Stored data entries
· · · · ·

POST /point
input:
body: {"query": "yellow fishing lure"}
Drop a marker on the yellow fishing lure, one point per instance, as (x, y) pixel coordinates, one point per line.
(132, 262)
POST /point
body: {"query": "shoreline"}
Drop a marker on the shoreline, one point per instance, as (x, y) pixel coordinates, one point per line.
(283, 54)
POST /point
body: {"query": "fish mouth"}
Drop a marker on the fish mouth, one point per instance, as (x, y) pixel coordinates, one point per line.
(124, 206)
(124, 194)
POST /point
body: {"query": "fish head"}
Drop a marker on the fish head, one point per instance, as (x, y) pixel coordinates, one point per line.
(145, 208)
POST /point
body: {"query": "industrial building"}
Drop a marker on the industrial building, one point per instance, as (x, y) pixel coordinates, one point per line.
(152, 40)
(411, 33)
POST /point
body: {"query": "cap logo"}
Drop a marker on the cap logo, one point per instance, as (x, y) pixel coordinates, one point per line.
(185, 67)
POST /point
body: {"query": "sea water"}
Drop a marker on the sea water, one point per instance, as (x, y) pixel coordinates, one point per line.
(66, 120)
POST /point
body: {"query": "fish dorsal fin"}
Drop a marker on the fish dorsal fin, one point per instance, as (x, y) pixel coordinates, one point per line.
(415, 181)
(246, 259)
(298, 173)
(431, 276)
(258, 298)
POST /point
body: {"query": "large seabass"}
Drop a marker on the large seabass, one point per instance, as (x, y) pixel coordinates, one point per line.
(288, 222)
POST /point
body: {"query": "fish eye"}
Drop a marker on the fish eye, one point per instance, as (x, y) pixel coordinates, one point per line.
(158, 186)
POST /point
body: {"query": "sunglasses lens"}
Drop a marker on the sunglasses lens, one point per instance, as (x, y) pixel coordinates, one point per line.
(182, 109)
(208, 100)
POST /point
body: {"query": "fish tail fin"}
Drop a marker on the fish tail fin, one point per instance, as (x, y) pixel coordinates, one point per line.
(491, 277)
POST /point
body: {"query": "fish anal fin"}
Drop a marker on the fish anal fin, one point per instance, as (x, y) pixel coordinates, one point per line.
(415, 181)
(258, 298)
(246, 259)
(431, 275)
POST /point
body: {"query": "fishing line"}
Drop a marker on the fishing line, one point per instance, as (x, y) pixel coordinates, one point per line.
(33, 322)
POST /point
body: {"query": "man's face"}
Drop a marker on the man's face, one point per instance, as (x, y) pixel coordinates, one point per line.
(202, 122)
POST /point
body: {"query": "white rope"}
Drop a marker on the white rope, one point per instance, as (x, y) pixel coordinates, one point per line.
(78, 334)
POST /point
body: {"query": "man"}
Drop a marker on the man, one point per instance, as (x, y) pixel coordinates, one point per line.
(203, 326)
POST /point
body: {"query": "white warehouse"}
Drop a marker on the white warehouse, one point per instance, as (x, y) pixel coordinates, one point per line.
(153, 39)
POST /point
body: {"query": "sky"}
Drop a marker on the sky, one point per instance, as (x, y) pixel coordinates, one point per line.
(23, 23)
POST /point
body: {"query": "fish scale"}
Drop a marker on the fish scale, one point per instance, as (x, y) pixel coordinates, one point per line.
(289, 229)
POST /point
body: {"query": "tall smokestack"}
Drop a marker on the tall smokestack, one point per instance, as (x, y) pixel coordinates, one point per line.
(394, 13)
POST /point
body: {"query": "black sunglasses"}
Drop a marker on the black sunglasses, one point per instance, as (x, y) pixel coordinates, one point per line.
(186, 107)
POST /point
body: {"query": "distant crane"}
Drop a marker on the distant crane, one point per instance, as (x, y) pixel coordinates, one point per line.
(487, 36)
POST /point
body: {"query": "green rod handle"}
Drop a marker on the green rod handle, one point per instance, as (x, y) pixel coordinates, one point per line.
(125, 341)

· · · · ·

*What is required*: Produce an exact transcription of the lines from the one containing "Drop a marker on the sky, one" through the end of the records, both included, and no other lines.

*Task result*:
Drop a marker on the sky, one point per instance, as (x, y) pixel coordinates, one point per line.
(23, 23)
POST /point
body: {"query": "fish scale"}
Drop a marker on the fish scale, one point per instance, as (x, y) pixel coordinates, one point per line.
(289, 229)
POST /point
body: {"query": "tall smokestack"}
Drop a marker on the tall smokestack, one point per instance, as (x, y) pixel coordinates, one point per line.
(394, 13)
POST /point
body: {"query": "black sunglasses"}
Drop a marker on the black sunglasses, one point per instance, as (x, y) pixel coordinates, one point per line.
(186, 107)
POST /point
body: {"query": "distant crane"}
Drop a marker on the distant crane, one point per instance, as (x, y) pixel coordinates, one point per line.
(487, 36)
POST /point
body: {"query": "green rod handle"}
Drop a marker on the green rod handle, one point per instance, as (x, y) pixel coordinates, one point per line.
(125, 341)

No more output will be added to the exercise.